■ Document

Dans la Chine ancienne, un village vit de la poterie. En voulant ramener du bois sec à son père, le meilleur potier du village, Xiao Chen grimpe sur la montagne pour atteindre la forêt sortilège, ignorant qu’il provoque ainsi le courroux d’un dieu.

Lorsqu’il se réveille le lendemain avec une tête de tigre à la place de son visage humain, les villageois, effrayés, décident de le chasser.

Commence alors pour Xiao Chen un long périple aux côtés d’une troupe de théâtre ambulant, dans laquelle chacun semble avoir un fardeau étrange à porter, tout comme lui.

Devenu immortel, il rencontre Li Mei, une jeune tisseuse, mais une femme-fée malade de jalousie mettra en oeuvre manigances et enchantements pour les séparer et récupérer celui qu’elle veut.

Ça commence comme ça

L’air sent la sève des pins qu’on abat, plus haut dans la montagne, pour alimenter les fours à céramique. Nous sommes au septième jour du septième mois lunaire, période de la Fin des Chaleurs. Une pluie fine tombe sur le village des potiers, quelques maisons fragiles accrochées aux pentes escarpées de Hengsan.

La pluie est venue tôt cette année. Trop tôt.  Sous les auvents en paille, on murmure que les dieux sont irrités parce que les hommes ont creusé trop profonds dans la roche leurs longs fours-dragons en forme de tunnel. Malgré l’averse, une poignée de vieilles femmes monte brûler des encens à la pagode, en haut de la cascade.

Avis personnel

J’ai choisi ce livre pour son allure poétique, sa femme-fée et sa malédiction à tête de tigre. Je redoutais cependant de devoir composer avec des débordements de guimauve et de niaiserie à cause de l’histoire d’amour qui s’éternise sur des siècles.

Et j’ai bien fait de ne pas m’arrêter à cette idée facile (mais tellement rédhibitoire) et de me plonger malgré mes peurs d’eau de rose dans cette épopée fantastique, car c’est en vérité un petit bijou de fantasy qui prouve au monde entier (au moins ça) que ce n’est pas parce que c’est une histoire d’amour que c’est forcément cucul-la-praline.

■ Liste des données

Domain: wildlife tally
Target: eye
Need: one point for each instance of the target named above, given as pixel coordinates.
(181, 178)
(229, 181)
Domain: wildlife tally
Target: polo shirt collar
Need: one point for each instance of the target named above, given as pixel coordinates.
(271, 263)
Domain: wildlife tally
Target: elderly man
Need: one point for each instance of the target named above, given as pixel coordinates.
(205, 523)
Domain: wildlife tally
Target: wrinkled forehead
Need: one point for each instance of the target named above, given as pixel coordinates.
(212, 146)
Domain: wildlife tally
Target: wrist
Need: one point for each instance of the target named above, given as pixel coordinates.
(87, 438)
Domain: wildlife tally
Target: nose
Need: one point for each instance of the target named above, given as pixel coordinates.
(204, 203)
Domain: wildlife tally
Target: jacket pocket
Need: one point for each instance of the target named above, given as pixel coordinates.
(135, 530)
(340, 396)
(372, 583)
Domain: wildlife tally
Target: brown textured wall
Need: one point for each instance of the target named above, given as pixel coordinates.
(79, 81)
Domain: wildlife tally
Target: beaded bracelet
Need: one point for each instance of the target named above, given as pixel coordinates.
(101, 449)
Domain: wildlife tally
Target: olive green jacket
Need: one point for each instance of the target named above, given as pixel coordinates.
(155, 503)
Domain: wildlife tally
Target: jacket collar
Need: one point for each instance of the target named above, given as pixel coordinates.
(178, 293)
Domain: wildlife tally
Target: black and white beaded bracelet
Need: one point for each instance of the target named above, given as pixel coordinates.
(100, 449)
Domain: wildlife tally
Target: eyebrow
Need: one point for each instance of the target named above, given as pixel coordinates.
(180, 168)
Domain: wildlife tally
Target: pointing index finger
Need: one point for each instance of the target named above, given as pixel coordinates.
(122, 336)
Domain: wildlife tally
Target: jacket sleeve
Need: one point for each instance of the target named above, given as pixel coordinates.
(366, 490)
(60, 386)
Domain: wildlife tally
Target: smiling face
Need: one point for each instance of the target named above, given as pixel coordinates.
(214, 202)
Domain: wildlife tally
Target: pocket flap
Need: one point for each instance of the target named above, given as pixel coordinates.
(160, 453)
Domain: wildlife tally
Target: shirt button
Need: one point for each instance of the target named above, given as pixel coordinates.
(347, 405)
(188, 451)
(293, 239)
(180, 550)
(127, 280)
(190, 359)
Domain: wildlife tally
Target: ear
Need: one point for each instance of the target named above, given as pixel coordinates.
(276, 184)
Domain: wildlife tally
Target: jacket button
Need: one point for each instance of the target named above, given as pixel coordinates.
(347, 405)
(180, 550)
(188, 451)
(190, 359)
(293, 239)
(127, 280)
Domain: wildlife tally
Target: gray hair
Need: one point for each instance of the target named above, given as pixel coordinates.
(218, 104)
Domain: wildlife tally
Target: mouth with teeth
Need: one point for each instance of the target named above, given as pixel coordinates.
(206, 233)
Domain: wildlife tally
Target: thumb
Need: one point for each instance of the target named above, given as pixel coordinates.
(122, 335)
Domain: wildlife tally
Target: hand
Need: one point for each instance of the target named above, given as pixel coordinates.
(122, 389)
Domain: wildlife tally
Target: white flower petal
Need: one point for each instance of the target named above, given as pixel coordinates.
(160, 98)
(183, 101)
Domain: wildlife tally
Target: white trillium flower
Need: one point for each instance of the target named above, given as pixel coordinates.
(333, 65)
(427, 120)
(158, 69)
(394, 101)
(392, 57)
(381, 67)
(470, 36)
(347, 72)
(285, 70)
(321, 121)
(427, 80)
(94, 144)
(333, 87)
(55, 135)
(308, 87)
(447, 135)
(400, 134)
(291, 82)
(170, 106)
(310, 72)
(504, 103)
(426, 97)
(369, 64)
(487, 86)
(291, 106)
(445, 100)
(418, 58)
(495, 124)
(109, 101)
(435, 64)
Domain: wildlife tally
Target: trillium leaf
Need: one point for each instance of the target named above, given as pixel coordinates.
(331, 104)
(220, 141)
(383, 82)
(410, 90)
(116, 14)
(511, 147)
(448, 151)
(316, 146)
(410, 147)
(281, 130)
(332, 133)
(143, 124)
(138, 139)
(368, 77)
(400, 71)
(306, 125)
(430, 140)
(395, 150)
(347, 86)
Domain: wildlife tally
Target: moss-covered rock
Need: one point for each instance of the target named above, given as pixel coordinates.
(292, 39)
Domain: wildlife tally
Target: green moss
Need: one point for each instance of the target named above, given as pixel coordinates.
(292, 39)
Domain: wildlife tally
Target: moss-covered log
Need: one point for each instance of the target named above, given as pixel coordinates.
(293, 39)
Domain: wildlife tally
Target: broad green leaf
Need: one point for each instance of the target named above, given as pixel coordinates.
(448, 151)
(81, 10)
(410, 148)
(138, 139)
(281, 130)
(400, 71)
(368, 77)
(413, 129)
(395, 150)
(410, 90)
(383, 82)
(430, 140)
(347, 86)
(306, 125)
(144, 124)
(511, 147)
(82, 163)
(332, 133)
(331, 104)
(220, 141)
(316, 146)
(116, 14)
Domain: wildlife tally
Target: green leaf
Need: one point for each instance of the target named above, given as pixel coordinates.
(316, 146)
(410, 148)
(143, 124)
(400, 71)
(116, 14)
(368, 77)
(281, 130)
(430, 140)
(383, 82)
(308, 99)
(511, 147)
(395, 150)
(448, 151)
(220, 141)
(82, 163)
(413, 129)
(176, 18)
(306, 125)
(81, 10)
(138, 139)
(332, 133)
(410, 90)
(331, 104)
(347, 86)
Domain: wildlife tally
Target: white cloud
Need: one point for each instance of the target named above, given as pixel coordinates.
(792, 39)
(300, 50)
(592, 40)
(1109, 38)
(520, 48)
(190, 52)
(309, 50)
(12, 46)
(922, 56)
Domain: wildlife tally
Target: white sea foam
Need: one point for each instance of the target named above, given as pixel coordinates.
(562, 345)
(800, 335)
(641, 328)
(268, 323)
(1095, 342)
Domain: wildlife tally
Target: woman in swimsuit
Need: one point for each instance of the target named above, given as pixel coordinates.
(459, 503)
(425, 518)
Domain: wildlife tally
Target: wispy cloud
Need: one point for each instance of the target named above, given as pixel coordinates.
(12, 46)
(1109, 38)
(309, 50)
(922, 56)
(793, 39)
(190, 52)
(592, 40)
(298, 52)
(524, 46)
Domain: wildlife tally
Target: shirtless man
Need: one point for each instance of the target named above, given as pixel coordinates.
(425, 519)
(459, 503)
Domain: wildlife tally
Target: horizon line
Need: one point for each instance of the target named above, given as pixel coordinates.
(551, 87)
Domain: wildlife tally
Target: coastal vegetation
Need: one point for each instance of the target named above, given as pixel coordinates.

■ Travail à faire
1. Dites si chacune des affirmations suivantes concorde avec le texte sur Xiao Chen. Répondez par oui ou par non, puis citez mot pour mot le passage du texte qui tranche.
(a) Le père de Xiao Chen est le meilleur potier du village.
(b) Après sa transformation, les villageois décident d'accueillir Xiao Chen parmi eux.
(c) Le début du récit se situe au septième jour du septième mois lunaire.
2. Recopiez le passage du texte sur Xiao Chen depuis « Commence alors pour » jusqu'à « pentes escarpées de Hengsan. » compris, en échangeant « tisseuse » contre « brodeuse ».
3. Poursuivez le texte sur Xiao Chen à partir de l'endroit où il s'arrête.

■ Résultats attendus
1.
(a) Oui : « son père, le meilleur potier du village ».
(b) Non : « les villageois, effrayés, décident de le chasser ».
(c) Oui : « Nous sommes au septième jour du septième mois lunaire ».

2.
Commence alors pour Xiao Chen un long périple aux côtés d’une troupe de théâtre ambulant, dans laquelle chacun semble avoir un fardeau étrange à porter, tout comme lui.

Devenu immortel, il rencontre Li Mei, une jeune brodeuse, mais une femme-fée malade de jalousie mettra en oeuvre manigances et enchantements pour les séparer et récupérer celui qu’elle veut.

Ça commence comme ça

L’air sent la sève des pins qu’on abat, plus haut dans la montagne, pour alimenter les fours à céramique. Nous sommes au septième jour du septième mois lunaire, période de la Fin des Chaleurs. Une pluie fine tombe sur le village des potiers, quelques maisons fragiles accrochées aux pentes escarpées de Hengsan.

3.
Je m’inquiétais aussi – toujours inutilement – de la localisation de l’histoire : l’Asie. En général, je n’accroche guère aux histoires de samouraïs défendant leur honneur, je peine à retenir des noms aux consonances trop proches pour mon cerveau occidental, et je craignais que l’auteure en fasse trop pour nous prouver qu’on se trouve Chine, à grand renfort de dragons, de toits recourbés, de monastères bouddhiques et de lampions rouges.

Mais rien de tout cela. Ici, les choses se devinent, tout le monde ne se nomme pas Fang, la seule religion est le théâtre et le mélange des genres (cadre extrême-oriental, vie sur les routes de saltimbanques, fée jalouse comme celles que l’on trouve dans notre bonne vieille Europe, etc.) nous offre une fable qui fait fi des frontières et des codes.

Le livre se découpe en trois actes, à la manière d’une pièce de théâtre, un thème dominant tout au long du roman. On sent que c’est un monde qui touche l’auteure, ses descriptions tout en finesse et subtilité – pas de lourds paragraphes pour tenter tant bien que mal de nous convaincre de l’existence de quelque chose d’incohérent – oscillent entre réalité et onirisme et créent un monde où la magie est une évidence qui s’estompe au fil du temps.

Chacune des trois parties correspond à une époque. Entre, il peut se passer plusieurs siècles ou quelques dizaines d’années, la notion d’immortalité touchant quelques-uns des personnages.

Le premier « acte » est presque trompeur, si on n’a pas pris connaissance du résumé en quatrième de couverture. Il met en place l’histoire de façon minutieuse : Li Mei n’apparaît pas encore, et la trame semble se tisser autour de la nouvelle vie de Xiao Chen, son apprentissage du métier, les cours Florent et les premiers castings, ainsi que sur le mystère qui plane autour de ses compagnons de voyage.

Tous bizarres. Certains plus que d’autres, mais tous bizarres. Pieds-de-Cendre et ses tours d’horreur, Brume de rivière dans sa lourde robe cousue d’amulettes, etc. Cependant, cette première étape n’est pas juste une description. Bien que tous les personnages qui sont importants ne soient pas encore entrés en scène, on a d’ores et déjà des combats à mener, des démons à évincer, ceux de la montagne au tout début, puis ceux qui suivent la troupe.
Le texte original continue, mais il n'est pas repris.